*** DATASET EXTRACT Section Begins ***
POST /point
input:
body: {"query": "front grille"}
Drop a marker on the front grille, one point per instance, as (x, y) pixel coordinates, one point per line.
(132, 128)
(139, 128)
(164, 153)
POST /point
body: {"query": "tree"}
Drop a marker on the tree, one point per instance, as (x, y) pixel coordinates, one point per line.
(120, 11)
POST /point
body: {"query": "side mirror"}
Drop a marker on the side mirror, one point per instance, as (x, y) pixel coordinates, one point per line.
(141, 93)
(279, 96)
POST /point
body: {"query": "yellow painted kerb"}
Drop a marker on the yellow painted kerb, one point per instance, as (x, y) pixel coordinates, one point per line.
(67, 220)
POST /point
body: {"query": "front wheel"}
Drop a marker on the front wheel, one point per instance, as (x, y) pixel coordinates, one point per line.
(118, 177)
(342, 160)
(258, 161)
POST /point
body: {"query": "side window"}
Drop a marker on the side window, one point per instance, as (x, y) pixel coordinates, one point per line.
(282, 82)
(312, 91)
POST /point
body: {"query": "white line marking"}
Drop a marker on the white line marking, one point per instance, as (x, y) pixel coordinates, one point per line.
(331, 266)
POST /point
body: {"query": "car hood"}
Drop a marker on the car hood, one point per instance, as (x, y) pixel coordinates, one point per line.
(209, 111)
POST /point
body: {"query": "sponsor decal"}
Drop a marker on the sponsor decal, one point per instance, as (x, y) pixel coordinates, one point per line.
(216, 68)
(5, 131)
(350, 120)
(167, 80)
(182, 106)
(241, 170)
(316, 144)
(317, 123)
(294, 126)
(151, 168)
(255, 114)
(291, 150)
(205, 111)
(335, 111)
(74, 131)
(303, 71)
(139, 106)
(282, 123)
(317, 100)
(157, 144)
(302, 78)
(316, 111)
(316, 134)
*** DATASET EXTRACT Section Ends ***
■ TASK DIRECTIONS
Among the lines of the data, which ones contain the word "body"? Show them.

■ ANSWER BOX
body: {"query": "front grille"}
body: {"query": "tree"}
body: {"query": "side mirror"}
body: {"query": "yellow painted kerb"}
body: {"query": "front wheel"}
body: {"query": "side window"}
body: {"query": "white line marking"}
body: {"query": "car hood"}
body: {"query": "sponsor decal"}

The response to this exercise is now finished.